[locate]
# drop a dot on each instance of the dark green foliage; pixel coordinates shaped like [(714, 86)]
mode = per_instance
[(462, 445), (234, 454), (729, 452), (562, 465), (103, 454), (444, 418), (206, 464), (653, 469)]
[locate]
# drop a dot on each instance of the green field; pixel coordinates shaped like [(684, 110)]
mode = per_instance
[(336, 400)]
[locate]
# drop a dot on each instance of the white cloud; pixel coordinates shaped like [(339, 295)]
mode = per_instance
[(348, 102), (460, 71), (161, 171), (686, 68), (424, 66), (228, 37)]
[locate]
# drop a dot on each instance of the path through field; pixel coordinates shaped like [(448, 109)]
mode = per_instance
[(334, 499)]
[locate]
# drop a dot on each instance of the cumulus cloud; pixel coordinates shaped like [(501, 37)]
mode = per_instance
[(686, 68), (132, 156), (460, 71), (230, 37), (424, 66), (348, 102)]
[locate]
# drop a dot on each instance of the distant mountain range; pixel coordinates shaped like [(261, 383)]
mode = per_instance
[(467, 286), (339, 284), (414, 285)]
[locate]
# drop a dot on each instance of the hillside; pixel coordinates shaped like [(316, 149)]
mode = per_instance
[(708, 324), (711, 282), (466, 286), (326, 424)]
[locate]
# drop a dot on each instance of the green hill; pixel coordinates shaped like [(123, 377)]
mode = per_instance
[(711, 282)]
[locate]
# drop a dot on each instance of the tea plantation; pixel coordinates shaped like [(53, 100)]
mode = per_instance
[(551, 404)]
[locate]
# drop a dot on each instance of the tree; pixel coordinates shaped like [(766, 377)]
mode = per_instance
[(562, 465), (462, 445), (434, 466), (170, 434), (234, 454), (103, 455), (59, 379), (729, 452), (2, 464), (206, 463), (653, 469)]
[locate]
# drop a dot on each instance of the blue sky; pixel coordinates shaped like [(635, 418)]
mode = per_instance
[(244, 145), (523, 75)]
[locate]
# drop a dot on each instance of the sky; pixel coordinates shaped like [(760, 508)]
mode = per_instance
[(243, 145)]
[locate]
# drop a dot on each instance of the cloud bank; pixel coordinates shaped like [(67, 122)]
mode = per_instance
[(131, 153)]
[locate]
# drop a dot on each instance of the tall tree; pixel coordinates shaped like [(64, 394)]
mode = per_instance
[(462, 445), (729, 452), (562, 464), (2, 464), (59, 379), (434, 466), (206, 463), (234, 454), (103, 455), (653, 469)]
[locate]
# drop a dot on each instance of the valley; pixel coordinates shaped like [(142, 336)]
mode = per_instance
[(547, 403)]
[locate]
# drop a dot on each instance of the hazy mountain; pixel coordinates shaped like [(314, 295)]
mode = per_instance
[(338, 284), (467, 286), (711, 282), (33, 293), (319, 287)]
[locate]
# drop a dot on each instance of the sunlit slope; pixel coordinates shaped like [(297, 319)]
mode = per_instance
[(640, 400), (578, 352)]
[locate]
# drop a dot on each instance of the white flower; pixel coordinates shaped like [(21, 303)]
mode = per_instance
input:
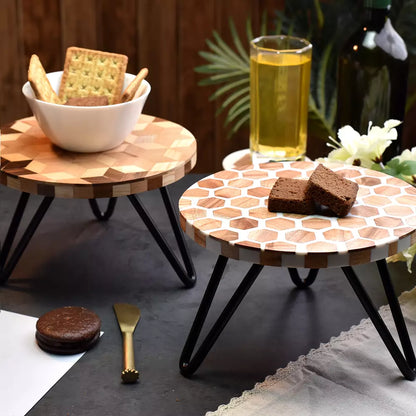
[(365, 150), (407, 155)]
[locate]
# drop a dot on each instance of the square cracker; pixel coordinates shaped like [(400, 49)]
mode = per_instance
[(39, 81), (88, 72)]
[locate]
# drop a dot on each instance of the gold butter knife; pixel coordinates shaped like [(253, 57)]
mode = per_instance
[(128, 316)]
::::
* **Goal of the exercise**
Report every line of the records above that contains the string "field".

* **Output below**
# drop a dot on each instance of the green field; pixel coordinates shaped like [(684, 110)]
# drop a dot on each instance of the path through field; pixel coordinates shaped like [(448, 109)]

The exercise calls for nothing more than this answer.